OBJECTIVE
Copy out the stretch of the entries from the line containing "TARGET = rocky island" through the end of the entries, both ends included. Leave the pictures out of your answer.

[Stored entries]
┌──
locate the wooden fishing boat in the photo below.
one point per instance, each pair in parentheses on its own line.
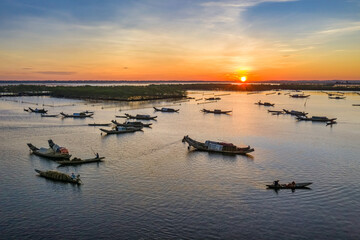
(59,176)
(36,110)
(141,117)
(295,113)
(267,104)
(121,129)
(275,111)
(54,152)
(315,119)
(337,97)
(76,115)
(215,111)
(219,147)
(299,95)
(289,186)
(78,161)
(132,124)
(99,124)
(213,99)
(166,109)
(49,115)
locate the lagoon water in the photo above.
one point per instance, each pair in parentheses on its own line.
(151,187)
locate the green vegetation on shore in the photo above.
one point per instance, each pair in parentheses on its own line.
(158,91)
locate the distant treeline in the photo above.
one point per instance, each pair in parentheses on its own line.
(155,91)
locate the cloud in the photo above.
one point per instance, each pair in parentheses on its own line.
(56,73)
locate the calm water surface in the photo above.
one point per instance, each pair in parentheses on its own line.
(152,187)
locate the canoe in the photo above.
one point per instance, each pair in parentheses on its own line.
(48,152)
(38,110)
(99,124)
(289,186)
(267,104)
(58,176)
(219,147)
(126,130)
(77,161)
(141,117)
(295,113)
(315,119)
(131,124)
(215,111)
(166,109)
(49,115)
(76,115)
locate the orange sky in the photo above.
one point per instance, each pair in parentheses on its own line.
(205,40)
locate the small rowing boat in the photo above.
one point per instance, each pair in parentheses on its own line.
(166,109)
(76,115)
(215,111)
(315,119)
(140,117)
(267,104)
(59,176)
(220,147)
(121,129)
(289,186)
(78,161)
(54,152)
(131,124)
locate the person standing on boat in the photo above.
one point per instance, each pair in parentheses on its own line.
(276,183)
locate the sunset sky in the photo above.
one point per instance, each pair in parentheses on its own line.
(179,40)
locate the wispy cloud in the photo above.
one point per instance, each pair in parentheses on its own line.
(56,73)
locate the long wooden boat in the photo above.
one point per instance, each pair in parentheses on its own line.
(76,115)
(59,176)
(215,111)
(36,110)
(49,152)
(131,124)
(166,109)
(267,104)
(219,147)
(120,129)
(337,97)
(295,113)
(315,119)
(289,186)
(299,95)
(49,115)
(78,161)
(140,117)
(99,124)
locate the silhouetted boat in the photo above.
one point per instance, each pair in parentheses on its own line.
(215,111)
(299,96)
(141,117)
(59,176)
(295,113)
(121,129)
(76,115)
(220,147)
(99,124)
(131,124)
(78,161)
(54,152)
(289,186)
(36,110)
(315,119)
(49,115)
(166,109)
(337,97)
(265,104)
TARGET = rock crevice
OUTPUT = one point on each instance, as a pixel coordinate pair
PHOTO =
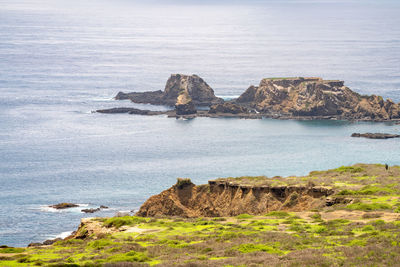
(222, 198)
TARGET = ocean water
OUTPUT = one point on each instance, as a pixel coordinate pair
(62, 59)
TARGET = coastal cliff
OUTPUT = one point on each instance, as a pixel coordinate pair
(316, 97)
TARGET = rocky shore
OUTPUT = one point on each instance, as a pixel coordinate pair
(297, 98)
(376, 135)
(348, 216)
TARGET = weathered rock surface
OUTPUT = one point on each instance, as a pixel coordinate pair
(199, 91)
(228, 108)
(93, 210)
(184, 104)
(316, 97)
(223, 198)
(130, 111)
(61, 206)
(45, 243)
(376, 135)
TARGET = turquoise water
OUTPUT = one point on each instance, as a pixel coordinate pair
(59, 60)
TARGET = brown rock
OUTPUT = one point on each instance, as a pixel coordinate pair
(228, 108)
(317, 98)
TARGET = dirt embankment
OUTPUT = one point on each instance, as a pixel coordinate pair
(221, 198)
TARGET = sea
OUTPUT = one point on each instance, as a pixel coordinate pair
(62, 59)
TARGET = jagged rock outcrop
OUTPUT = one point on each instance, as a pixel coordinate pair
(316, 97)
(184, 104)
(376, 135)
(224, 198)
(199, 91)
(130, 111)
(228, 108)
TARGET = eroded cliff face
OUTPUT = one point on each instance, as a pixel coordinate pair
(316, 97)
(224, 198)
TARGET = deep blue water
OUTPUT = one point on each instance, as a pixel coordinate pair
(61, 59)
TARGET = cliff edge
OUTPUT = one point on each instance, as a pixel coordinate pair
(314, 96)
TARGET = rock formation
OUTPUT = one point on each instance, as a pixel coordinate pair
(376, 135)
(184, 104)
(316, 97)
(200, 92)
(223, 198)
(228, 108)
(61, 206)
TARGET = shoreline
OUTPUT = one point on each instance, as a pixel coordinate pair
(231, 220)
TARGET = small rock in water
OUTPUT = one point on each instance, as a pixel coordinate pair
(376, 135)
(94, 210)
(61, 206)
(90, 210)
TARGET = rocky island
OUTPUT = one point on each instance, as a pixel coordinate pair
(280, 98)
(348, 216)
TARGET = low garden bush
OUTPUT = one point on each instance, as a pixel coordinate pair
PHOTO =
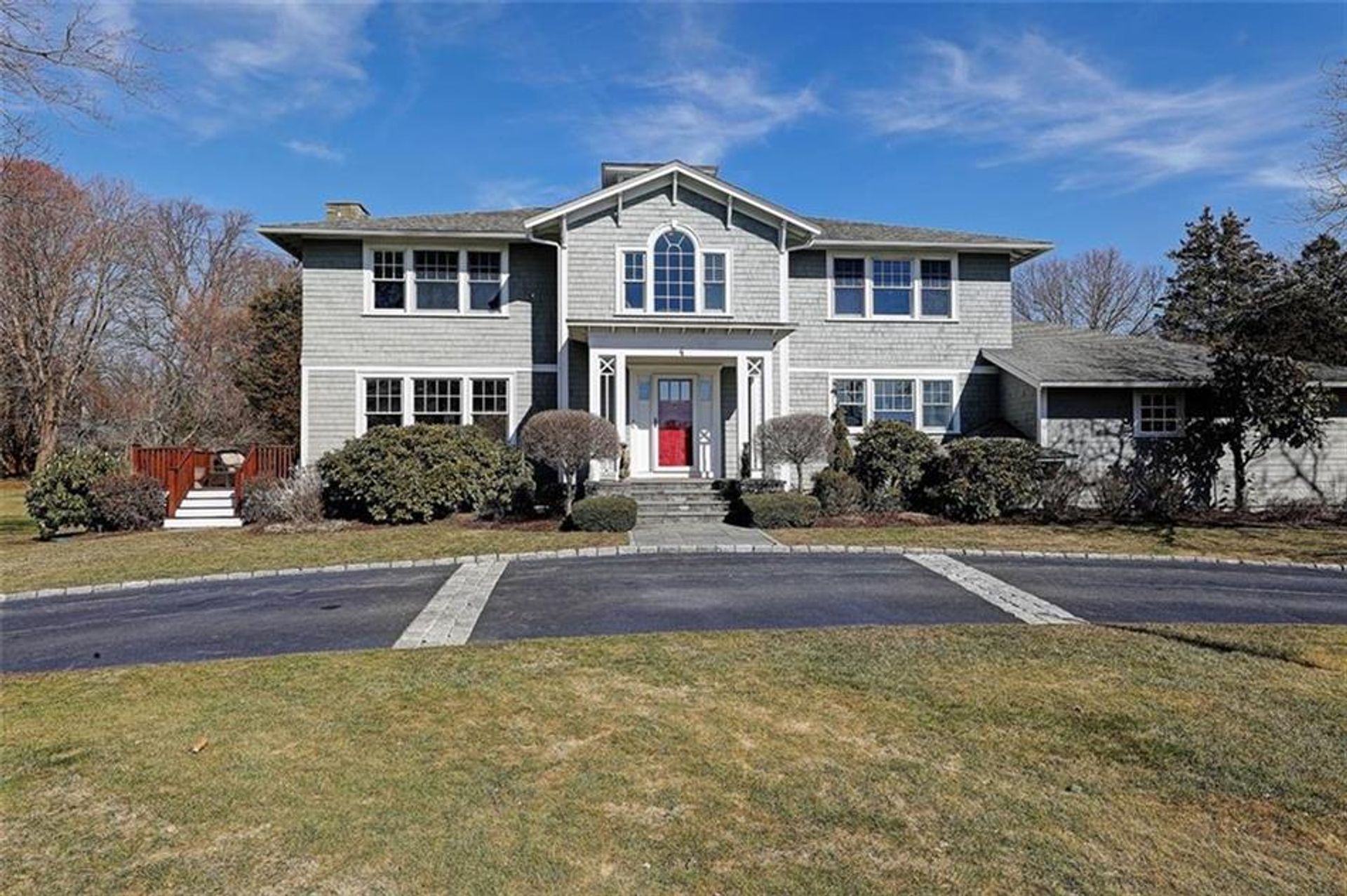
└──
SOLUTION TO THIS PROBLEM
TARGET = rocky island
OUTPUT = one point on each instance, as a pixel coordinate pair
(280, 98)
(348, 216)
TARGET = low garden bush
OUTPUT = one point on each instance, as a pixel coordinate pair
PHOTO =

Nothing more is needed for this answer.